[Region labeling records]
::::

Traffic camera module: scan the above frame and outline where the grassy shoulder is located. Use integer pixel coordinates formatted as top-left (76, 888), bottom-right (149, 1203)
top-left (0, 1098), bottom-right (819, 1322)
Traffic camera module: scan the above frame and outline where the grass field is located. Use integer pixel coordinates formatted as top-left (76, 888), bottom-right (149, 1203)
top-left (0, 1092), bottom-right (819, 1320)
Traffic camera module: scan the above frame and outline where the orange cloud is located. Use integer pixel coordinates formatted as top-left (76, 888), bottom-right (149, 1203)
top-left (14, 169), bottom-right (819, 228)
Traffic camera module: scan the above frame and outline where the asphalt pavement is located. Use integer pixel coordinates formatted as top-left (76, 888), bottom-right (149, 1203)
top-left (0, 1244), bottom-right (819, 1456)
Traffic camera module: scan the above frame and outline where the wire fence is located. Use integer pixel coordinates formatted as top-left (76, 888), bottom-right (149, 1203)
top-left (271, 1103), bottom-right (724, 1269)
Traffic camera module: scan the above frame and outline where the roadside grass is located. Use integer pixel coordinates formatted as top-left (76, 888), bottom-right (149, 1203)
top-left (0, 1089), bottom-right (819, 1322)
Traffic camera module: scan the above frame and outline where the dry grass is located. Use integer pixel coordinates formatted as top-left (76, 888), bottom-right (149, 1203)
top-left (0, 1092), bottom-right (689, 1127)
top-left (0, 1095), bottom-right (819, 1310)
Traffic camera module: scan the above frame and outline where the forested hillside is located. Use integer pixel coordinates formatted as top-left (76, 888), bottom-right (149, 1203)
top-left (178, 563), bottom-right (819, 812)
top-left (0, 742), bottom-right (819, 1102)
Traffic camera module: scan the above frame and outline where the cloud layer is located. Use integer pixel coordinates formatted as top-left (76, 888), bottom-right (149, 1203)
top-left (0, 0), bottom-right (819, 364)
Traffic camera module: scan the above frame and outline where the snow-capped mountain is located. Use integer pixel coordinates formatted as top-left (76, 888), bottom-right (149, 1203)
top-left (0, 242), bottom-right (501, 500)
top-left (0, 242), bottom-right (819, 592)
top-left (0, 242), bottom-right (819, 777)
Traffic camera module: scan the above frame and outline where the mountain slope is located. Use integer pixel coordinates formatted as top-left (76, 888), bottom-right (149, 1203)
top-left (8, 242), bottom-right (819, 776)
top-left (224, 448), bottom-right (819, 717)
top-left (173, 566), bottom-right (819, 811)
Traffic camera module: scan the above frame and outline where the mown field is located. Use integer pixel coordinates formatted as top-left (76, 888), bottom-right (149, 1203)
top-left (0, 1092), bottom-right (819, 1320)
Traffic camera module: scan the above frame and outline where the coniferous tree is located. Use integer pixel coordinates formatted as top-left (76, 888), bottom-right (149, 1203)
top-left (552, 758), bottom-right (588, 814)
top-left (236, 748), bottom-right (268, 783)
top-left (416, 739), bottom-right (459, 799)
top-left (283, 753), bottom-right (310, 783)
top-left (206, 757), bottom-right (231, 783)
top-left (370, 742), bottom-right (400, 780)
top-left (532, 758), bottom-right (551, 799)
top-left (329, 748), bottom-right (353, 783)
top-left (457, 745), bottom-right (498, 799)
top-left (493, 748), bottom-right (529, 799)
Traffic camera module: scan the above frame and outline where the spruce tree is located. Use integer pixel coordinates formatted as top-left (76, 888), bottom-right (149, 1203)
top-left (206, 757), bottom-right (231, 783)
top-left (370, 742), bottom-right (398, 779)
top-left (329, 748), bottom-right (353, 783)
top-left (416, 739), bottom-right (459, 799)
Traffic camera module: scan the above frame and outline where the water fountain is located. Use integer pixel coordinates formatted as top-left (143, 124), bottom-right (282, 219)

::::

*What this task involves*. Convert the stretch of the records from the very first line through the line containing "top-left (0, 1098), bottom-right (819, 1322)" into a JSON list of strings, one string per line, omitting any blank lines.

*Exercise response*.
[
  "Traffic camera module: scan the above frame and outline where the grassy shoulder is located. Use integer pixel coordinates formatted as top-left (76, 888), bottom-right (149, 1203)",
  "top-left (0, 1098), bottom-right (819, 1322)"
]